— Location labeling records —
— START —
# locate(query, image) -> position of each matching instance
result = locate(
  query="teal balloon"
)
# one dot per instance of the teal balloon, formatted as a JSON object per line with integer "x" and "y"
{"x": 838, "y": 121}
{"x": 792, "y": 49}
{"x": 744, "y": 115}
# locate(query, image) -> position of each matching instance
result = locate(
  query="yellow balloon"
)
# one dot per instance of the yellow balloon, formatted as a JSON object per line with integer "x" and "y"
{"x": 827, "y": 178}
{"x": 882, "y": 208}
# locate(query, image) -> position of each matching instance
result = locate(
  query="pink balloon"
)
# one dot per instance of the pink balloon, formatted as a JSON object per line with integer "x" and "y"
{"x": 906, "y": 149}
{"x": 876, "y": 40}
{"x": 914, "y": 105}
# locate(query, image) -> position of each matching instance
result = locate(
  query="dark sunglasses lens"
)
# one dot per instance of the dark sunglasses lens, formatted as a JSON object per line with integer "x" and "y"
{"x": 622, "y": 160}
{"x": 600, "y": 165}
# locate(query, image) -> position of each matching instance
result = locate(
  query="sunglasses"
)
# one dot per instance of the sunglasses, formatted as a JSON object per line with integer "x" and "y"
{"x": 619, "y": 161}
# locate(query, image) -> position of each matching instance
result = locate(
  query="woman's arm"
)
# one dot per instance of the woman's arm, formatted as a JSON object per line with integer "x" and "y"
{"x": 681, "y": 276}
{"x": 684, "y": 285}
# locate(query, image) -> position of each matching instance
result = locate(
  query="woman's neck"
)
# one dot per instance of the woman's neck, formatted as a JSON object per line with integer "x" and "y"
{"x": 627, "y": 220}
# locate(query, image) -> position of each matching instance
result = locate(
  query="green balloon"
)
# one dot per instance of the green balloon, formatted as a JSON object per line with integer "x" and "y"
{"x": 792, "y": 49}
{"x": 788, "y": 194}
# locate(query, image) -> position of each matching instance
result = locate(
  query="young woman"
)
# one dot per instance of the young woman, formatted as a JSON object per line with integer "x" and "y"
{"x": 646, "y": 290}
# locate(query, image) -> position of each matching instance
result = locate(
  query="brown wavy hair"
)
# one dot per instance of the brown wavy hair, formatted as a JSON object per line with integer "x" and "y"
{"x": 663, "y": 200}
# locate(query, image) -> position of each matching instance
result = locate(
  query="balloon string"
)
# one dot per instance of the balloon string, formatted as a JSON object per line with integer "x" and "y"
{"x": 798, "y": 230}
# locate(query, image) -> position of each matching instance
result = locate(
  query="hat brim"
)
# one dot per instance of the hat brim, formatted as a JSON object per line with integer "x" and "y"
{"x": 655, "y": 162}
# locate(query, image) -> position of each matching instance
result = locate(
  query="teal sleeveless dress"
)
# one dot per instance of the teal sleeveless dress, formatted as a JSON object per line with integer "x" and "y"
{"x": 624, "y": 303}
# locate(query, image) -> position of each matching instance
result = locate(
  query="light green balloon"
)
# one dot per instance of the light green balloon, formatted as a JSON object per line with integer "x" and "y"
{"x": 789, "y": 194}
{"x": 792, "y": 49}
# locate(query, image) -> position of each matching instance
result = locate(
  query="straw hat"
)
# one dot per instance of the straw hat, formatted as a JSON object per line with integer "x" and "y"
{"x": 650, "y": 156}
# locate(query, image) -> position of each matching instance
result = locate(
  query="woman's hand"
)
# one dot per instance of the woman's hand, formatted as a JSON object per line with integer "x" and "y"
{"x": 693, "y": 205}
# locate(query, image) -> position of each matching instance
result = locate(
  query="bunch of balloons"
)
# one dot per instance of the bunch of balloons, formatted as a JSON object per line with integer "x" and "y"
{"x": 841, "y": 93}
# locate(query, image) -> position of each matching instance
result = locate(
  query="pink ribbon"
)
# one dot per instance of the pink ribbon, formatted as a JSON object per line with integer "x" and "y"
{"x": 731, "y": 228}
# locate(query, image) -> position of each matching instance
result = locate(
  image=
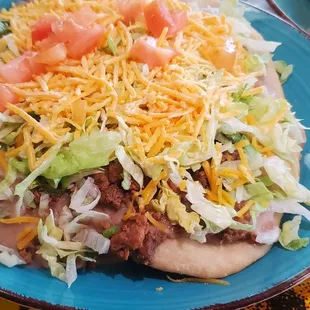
— END —
— REQUIRED WORK —
Pull out every line from the entries above that contains the string "lens". Only matches in the same case count.

— WRITTEN ANSWER —
  query="dark sunglasses lens"
# one dot per instance of the dark sunglasses lens, formatted as a JSON object per line with integer "x" and "y"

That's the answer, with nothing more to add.